**Textausschnitt:**
Beth Sanner, die nun für Trumps Briefings zuständige Mitarbeiterin, hat laut der Zeitung einen neuen Zugang versucht. Statt Trump Fakten vorzutragen, schaffe sie Anknüpfungspunkte zu jenen Dingen und Personen, für die Trump Interesse gezeigt hat. So würden nun Informationen über das Ausland meist mit wirtschaftlichen Daten, die etwa Trumps Firmen betreffen können, verbunden. Themen aus anderen Staaten werden mit Geschichten zu ausländischen Staats- und Regierungschefs verflochten, für deren Persönlichkeit sich der Präsident interessiere: autoritäre Staatschefs wie der ägyptische Präsident Abdelfattah al-Sisi, Nordkoreas Diktator Kim Jong-un oder Chinas Präsident Xi Jinping. Zudem schaue sich Trump gerne Satellitenbilder und Diagramme an, weshalb diese den Briefings nun oft beigelegt seien.

**Schriftliche Aufgabe 1:** Was schaut sich Trump laut dem Textausschnitt gerne an?
Der Textausschnitt und die Einträge haben inhaltlich nichts miteinander zu tun.

[Gespeicherte Einträge]

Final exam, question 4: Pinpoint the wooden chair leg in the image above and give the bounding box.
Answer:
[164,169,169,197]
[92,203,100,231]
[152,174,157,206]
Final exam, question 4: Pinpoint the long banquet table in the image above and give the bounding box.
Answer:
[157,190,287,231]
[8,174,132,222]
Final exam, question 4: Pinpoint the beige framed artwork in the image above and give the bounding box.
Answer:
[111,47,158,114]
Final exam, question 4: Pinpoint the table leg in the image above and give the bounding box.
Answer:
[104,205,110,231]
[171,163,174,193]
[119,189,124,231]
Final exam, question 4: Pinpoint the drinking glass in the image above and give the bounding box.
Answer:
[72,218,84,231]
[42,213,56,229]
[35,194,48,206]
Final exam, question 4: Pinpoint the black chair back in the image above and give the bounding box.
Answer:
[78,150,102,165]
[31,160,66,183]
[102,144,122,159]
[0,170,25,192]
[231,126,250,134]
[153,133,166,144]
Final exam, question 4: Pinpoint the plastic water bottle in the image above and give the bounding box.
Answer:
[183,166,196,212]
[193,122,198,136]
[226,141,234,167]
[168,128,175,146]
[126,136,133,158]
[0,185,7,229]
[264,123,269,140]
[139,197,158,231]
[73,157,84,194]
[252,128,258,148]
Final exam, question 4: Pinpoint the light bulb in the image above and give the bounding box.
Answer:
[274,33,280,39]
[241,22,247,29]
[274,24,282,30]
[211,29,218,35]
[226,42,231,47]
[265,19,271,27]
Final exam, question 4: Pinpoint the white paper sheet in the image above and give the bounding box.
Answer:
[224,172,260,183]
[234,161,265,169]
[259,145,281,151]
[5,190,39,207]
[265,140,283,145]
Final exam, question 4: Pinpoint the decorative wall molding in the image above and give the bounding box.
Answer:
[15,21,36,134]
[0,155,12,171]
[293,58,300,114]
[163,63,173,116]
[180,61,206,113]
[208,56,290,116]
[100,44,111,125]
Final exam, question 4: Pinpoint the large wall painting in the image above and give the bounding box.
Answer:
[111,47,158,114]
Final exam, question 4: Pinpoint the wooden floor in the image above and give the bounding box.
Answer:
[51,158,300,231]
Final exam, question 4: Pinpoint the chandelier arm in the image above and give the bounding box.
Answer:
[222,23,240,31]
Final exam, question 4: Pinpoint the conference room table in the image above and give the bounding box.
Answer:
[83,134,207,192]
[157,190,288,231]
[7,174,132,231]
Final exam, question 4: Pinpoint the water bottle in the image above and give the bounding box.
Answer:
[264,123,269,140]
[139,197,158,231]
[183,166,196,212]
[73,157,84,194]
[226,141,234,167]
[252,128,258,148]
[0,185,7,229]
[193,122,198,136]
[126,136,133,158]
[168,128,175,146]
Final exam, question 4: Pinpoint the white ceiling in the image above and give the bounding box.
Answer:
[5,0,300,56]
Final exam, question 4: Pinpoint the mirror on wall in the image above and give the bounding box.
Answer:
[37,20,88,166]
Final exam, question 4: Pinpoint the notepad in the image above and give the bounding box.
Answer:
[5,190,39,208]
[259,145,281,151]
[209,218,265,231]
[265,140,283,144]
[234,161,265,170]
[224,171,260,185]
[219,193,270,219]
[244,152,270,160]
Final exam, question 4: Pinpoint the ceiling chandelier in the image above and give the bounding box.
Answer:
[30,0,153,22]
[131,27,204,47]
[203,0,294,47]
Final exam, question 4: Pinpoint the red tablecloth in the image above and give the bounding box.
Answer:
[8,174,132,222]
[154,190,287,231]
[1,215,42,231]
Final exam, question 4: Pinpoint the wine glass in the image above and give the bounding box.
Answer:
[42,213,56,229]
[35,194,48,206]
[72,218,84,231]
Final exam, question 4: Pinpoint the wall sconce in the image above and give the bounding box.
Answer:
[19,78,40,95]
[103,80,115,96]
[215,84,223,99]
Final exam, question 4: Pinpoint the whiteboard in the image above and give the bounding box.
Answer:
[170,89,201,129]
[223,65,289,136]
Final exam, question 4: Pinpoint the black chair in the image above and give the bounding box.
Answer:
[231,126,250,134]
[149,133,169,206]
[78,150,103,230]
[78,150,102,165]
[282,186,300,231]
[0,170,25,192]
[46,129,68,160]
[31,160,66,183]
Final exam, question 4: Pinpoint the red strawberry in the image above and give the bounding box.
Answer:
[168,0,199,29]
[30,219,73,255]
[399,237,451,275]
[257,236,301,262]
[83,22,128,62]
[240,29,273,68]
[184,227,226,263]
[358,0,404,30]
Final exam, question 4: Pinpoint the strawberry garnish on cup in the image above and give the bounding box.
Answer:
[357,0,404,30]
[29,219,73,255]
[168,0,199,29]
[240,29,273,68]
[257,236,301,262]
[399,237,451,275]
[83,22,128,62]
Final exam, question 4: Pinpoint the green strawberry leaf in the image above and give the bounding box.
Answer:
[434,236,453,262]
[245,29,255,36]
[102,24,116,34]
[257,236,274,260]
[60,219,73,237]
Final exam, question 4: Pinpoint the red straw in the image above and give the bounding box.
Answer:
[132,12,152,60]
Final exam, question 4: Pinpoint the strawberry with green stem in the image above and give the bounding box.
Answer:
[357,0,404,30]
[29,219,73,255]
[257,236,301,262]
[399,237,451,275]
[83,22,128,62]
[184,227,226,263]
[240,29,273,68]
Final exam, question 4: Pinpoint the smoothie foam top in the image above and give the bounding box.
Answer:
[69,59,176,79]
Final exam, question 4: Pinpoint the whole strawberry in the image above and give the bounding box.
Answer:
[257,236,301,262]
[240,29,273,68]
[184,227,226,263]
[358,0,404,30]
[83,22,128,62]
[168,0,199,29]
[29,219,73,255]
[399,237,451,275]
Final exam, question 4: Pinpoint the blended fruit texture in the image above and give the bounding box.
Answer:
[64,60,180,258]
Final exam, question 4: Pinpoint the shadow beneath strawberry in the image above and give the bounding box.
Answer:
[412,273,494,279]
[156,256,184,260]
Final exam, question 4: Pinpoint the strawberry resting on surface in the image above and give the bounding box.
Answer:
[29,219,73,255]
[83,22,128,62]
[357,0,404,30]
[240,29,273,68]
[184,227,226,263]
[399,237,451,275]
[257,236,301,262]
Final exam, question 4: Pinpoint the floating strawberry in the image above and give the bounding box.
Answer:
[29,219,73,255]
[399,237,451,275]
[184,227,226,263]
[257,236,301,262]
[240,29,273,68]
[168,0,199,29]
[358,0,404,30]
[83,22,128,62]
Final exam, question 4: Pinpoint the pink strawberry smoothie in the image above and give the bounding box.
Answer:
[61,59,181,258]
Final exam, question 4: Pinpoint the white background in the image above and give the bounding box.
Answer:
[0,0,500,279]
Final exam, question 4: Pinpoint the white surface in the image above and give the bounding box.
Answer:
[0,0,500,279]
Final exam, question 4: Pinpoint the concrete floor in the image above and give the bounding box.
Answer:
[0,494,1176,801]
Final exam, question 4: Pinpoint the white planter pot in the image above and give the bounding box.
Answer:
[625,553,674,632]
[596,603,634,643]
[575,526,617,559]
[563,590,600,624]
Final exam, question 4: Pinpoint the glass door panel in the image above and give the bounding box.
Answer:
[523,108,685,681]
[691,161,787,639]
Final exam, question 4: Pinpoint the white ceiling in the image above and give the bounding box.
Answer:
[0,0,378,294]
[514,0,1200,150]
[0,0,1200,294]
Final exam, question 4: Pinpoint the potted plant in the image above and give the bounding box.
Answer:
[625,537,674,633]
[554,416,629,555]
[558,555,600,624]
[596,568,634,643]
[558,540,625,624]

**Schriftliche Aufgabe 2:** Übertrage die Zeilen der Einträge von der Zeile mit „Final exam, question 4: Pinpoint the smoothie“ bis zur Zeile mit „[156,256,184,260]“, beide eingeschlossen, in eine JSON-Liste von Strings mit einem String pro Zeile und ohne Leerzeilen.

**Lösung 1:** Satellitenbilder und Diagramme.

**Lösung 2:**
[
  "Final exam, question 4: Pinpoint the smoothie foam top in the image above and give the bounding box.",
  "Answer:",
  "[69,59,176,79]",
  "Final exam, question 4: Pinpoint the whole strawberry in the image above and give the bounding box.",
  "Answer:",
  "[257,236,301,262]",
  "[240,29,273,68]",
  "[184,227,226,263]",
  "[358,0,404,30]",
  "[83,22,128,62]",
  "[168,0,199,29]",
  "[29,219,73,255]",
  "[399,237,451,275]",
  "Final exam, question 4: Pinpoint the blended fruit texture in the image above and give the bounding box.",
  "Answer:",
  "[64,60,180,258]",
  "Final exam, question 4: Pinpoint the shadow beneath strawberry in the image above and give the bounding box.",
  "Answer:",
  "[412,273,494,279]",
  "[156,256,184,260]"
]